Records for the task =

>> begin

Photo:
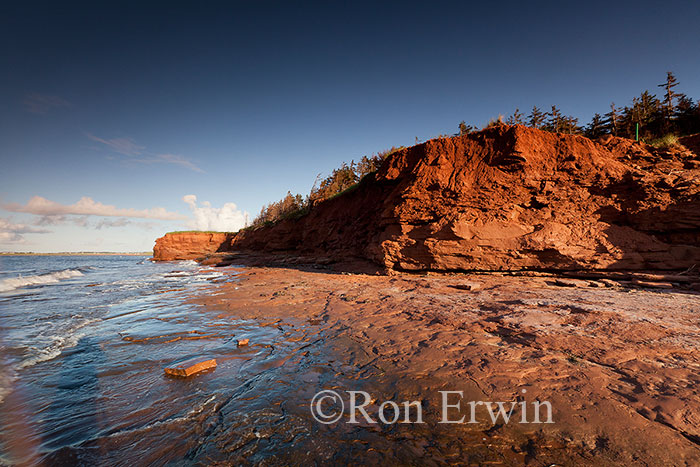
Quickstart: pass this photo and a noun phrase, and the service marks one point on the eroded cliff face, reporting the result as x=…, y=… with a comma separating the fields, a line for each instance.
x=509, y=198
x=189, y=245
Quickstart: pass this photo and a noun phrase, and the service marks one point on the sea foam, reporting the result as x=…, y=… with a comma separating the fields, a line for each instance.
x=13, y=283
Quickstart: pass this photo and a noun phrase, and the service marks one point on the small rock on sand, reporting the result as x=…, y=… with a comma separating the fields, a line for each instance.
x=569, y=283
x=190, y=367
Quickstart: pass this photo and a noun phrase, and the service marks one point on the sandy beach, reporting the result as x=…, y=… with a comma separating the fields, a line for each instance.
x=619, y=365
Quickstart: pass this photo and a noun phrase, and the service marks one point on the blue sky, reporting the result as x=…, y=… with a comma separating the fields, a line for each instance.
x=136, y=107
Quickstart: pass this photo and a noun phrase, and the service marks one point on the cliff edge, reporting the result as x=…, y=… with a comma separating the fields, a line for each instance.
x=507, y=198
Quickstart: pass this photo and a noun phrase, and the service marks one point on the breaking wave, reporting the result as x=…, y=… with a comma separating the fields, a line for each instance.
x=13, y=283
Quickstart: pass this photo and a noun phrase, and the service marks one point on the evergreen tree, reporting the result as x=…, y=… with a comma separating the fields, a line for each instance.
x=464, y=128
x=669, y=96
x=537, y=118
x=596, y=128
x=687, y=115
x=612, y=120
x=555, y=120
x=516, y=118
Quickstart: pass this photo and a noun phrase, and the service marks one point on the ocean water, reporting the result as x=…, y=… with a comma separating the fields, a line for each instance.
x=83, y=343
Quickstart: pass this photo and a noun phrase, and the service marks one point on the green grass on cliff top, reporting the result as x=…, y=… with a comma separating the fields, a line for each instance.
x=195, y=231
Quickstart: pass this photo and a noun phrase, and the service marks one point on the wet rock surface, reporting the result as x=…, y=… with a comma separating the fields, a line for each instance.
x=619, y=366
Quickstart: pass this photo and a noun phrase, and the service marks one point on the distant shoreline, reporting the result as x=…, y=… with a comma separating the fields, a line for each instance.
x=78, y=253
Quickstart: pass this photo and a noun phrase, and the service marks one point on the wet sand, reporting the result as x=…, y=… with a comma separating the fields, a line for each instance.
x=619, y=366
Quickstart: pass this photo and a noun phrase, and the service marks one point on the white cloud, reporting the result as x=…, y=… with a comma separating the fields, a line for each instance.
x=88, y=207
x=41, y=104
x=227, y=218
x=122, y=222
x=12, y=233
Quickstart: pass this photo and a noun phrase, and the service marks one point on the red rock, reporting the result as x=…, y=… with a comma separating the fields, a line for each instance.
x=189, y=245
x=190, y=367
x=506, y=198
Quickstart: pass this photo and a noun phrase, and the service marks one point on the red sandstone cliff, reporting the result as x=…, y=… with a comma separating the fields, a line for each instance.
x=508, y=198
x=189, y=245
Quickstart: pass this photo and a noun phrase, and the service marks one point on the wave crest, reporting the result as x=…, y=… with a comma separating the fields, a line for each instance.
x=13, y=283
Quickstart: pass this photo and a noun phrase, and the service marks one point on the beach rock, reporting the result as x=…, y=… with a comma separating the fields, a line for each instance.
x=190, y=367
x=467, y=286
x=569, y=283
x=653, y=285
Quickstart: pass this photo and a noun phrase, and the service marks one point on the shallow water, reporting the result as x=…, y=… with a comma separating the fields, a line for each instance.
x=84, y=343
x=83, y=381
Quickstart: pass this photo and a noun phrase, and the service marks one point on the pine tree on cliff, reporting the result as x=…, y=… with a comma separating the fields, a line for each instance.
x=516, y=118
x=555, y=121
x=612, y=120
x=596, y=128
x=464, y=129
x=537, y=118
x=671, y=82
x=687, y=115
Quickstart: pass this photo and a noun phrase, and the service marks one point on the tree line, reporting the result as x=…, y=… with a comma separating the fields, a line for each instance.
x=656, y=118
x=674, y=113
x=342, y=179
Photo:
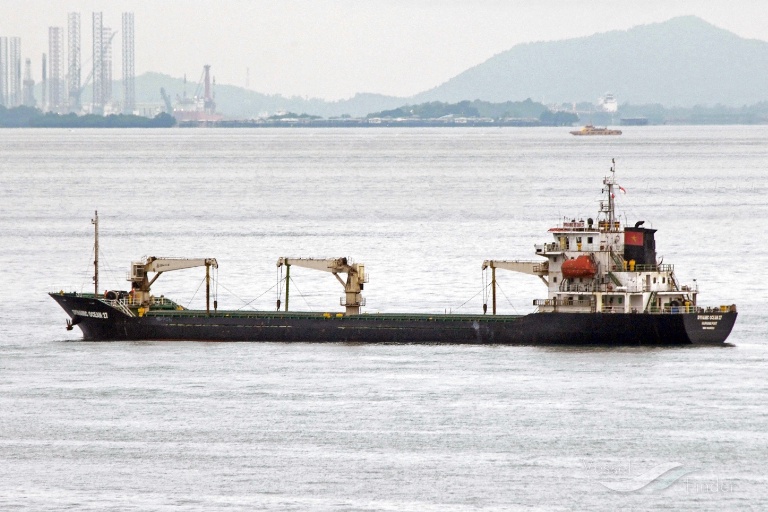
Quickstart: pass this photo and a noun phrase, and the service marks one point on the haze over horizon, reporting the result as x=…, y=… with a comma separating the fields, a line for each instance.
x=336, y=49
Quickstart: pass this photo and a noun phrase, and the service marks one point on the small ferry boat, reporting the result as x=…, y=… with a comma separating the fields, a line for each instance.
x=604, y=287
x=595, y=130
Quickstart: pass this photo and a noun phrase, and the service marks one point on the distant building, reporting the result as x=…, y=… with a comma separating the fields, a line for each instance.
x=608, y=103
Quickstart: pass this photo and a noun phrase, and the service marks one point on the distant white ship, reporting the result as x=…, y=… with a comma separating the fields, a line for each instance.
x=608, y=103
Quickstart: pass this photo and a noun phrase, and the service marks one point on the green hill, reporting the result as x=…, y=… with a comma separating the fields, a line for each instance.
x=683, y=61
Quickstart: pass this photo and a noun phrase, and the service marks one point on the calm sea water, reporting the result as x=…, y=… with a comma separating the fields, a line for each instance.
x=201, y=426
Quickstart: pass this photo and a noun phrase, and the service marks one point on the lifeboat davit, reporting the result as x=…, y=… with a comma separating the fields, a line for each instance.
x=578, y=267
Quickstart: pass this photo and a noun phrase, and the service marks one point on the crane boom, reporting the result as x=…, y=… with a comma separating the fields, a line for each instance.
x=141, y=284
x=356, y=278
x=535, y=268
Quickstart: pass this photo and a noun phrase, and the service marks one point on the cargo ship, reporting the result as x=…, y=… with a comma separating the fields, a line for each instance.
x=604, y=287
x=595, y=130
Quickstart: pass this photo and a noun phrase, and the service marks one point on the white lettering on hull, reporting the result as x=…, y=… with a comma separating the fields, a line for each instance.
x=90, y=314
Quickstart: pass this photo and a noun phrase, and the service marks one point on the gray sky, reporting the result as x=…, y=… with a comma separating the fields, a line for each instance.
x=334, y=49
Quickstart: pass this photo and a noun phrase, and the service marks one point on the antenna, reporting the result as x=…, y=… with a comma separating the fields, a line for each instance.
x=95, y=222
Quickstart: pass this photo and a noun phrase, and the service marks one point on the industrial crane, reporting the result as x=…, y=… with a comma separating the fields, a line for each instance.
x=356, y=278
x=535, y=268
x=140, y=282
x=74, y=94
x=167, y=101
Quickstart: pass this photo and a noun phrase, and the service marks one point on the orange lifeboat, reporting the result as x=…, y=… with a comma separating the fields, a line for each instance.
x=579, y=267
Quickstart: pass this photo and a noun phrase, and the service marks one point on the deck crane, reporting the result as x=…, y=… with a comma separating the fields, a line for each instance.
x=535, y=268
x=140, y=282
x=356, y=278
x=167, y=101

>> end

Problem to work on =
Reproduce all of the items above, swapping "the service" for "the tool" wherever it occurs and changing nothing else. Leave the pictures out.

Correct output =
Photo:
Quickstart: pass this photo and a noun phrase, and the tool marks one point on the eroded cliff face, reporting the result as x=…, y=… with a comma separating the fields, a line for each instance.
x=509, y=198
x=189, y=245
Quickstart: pass this photo and a noun phrase, and the tool marks one point on the sea foam, reporting the result as x=…, y=… with a comma separating the fields, a line for each instance.
x=13, y=283
Quickstart: pass this photo and a noun phrase, and the tool marks one point on the small rock on sand, reporting the result as x=…, y=… with a comma separating the fields, a line for each instance.
x=569, y=283
x=190, y=367
Quickstart: pass this photo and a noun phrase, and the tool marks one point on the sandy beach, reporting the result as x=…, y=… with a comma separating the fields, a line for each instance.
x=619, y=365
Quickstart: pass this photo and a noun phrase, and the tool marks one point on the blue sky, reporting the result as x=…, y=… with a comma separating the fields, a line for each instance.
x=136, y=107
Quickstart: pass this photo and a noun phrase, and the tool marks one point on the cliff edge, reporting the result as x=…, y=… with a comma separating the fields, a line for each instance.
x=507, y=198
Quickstart: pass this photo and a noun phrase, and the tool marks one point on the breaking wave, reporting the result as x=…, y=… with a comma separating the fields, a line for each instance.
x=13, y=283
Quickstart: pass this photo and a noun phrase, and the tool marks one point on the evergreen tree, reporting the result as x=…, y=… with a comma separating the fields, a line for each instance.
x=464, y=128
x=669, y=96
x=537, y=118
x=596, y=128
x=687, y=115
x=612, y=120
x=555, y=120
x=516, y=118
Quickstart: pass this photo and a noun phrase, and the tool marks one point on the ocean water, reporting the result as x=…, y=… with a comma separating the fields, a line for each instance.
x=83, y=343
Quickstart: pass this photo and a noun phrase, and the tool marks one point on the green grass on cliff top, reporting the result as x=…, y=… with a comma separating the fields, a line for each instance.
x=195, y=231
Quickstart: pass this photo and a noun phrase, and the tool marks one point on the wet rock surface, reporting the result as x=…, y=… with a comma separating the fields, a line for each instance.
x=619, y=366
Quickstart: pass this photo and a noun phrase, and the tool marks one point on the distant shoreline, reporting the result as x=…, y=… with a comma separating the fields, a line for each instance.
x=78, y=253
Quickstart: pass this photo and a noun phrase, and the tool marks one point on the wet sand, reporting the result as x=…, y=… with a comma separating the fields, a line for each instance.
x=619, y=366
Quickstart: pass this photo and a noun phrase, and the tool marks one point on the white cloud, reporting the result as x=…, y=… with a comma separating the fields, a line for each instance.
x=88, y=207
x=41, y=104
x=227, y=218
x=122, y=222
x=12, y=233
Quickstart: pass this photo and a noun phrase, and the tool marks one point on the red rock, reporting the result as x=…, y=… with a comma separating the fields, a line for each instance.
x=189, y=245
x=190, y=367
x=506, y=198
Quickstart: pass this photo and a noun phrase, and the tool marks one point on the red sandstone cliff, reporting the result as x=…, y=… with a comma separating the fields, a line for each instance.
x=508, y=198
x=189, y=245
Quickstart: pass this photo and a noun phrase, and the tool marks one point on the wave crest, reporting the result as x=…, y=… with a comma separating the fields, a line for each instance.
x=13, y=283
Quickstart: pass this photo and a noun phrase, and the tool marks one point on the beach rock, reporting the result as x=…, y=… with a comma separating the fields, a line for each instance.
x=190, y=367
x=467, y=286
x=569, y=283
x=653, y=285
Quickstart: pass this photo and a noun phrase, and the tool marks one point on the shallow water, reporting the result as x=…, y=… with a comma separating the fields, a line for each instance.
x=84, y=343
x=83, y=381
Quickstart: pass this photo and a noun phrase, and the tool marks one point on the pine tree on cliff, reporting the result as x=…, y=… with a comma separating the fields, a line for each instance.
x=516, y=118
x=555, y=121
x=612, y=120
x=596, y=128
x=464, y=129
x=537, y=118
x=671, y=82
x=687, y=115
Quickstart: pass this photo and a noun phrase, and the tool marks one point on the tree line, reporting the result as x=…, y=… with a comma separating the fields, a line for each instance.
x=656, y=118
x=674, y=113
x=342, y=179
Photo:
Quickstart: pass this photo and a noun phrase, and the tool marks one point on the haze over horizon, reporting the result as x=…, y=… with a comma separating the fields, a line for each instance.
x=336, y=49
Quickstart: pass this photo and a noun phrase, and the tool marks one point on the small ferry boat, reporting the result as x=…, y=… with a comma separating the fields, a line for each instance.
x=604, y=287
x=595, y=130
Quickstart: pass this photo and a noun phrase, and the tool marks one point on the distant building, reporting the result as x=…, y=… with a comma separating the fields, a line for each instance.
x=608, y=103
Quickstart: pass this photo and a noun phrase, and the tool marks one point on the distant white ship, reporting the result as x=…, y=… with a comma separating the fields, a line for each instance.
x=608, y=103
Quickstart: pass this photo and a noun phrase, and the tool marks one point on the green hill, reporting the result as x=…, y=… with a comma separating the fields, a line for each instance.
x=683, y=61
Quickstart: pass this photo and a noun phrase, and the tool marks one point on the calm sea water, reporting the result as x=…, y=… with a comma separating the fields, a line for each instance.
x=201, y=426
Quickstart: pass this photo and a noun phrase, and the tool marks one point on the lifeboat davit, reporting the result as x=…, y=… with a comma separating the fields, a line for each instance.
x=578, y=267
Quickstart: pass this photo and a noun phrase, and the tool marks one point on the crane boom, reporting the result as x=…, y=… with a comma separating the fields, a line for each instance.
x=141, y=284
x=356, y=278
x=535, y=268
Quickstart: pass this photo and a noun phrase, and the tool marks one point on the cargo ship, reporting the result as x=…, y=… with a comma separating the fields, a line for each instance.
x=604, y=287
x=595, y=130
Quickstart: pass this photo and a noun phrase, and the tool marks one point on the white lettering on hull, reporting the result as x=…, y=… with a comma separating the fields, a line for each instance.
x=90, y=314
Quickstart: pass this photo and a noun phrase, and the tool marks one point on the gray sky, reporting the result as x=…, y=… with a comma separating the fields, a line for each instance.
x=334, y=49
Quickstart: pass this photo and a noun phrase, and the tool marks one point on the antenna, reporting the result as x=…, y=… with a comma separating the fields, a line for each instance.
x=95, y=222
Quickstart: pass this photo and a noun phrase, and the tool marks one point on the industrial crane, reporting the result as x=…, y=… with a comma separating the fields, a line for each instance.
x=356, y=278
x=535, y=268
x=140, y=282
x=74, y=94
x=167, y=101
Quickstart: pass this photo and a noun phrase, and the tool marks one point on the orange lifeboat, reporting the result as x=…, y=… with a comma separating the fields, a line for each instance.
x=579, y=267
Quickstart: pass this photo and a noun phrase, and the tool marks one point on the deck crane, reporting the result as x=…, y=… with a comma separating the fields, a line for each instance.
x=535, y=268
x=140, y=282
x=356, y=278
x=167, y=101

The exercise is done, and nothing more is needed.